> [Record list]:
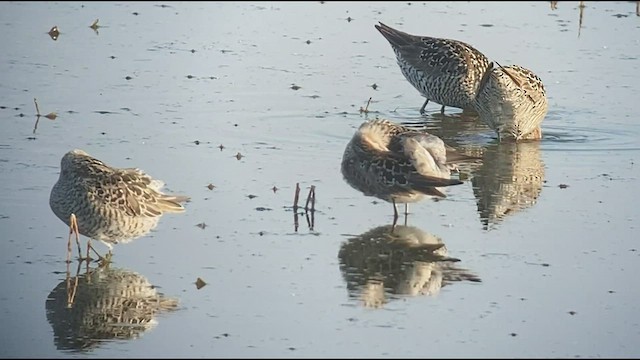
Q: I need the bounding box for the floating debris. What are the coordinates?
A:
[89,19,101,35]
[360,98,371,114]
[47,26,60,41]
[195,278,207,290]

> [What you will do]: Rewrite all of the lines above, replacing "floating debris" with "drifting wreckage" and keeping everything else the same. Leave the pictures out of your answer.

> [Output for this exercise]:
Q: I need the bounding box for the drifting wreckage. What are the coordinates?
A:
[89,19,101,35]
[360,98,371,114]
[47,26,60,41]
[195,278,207,290]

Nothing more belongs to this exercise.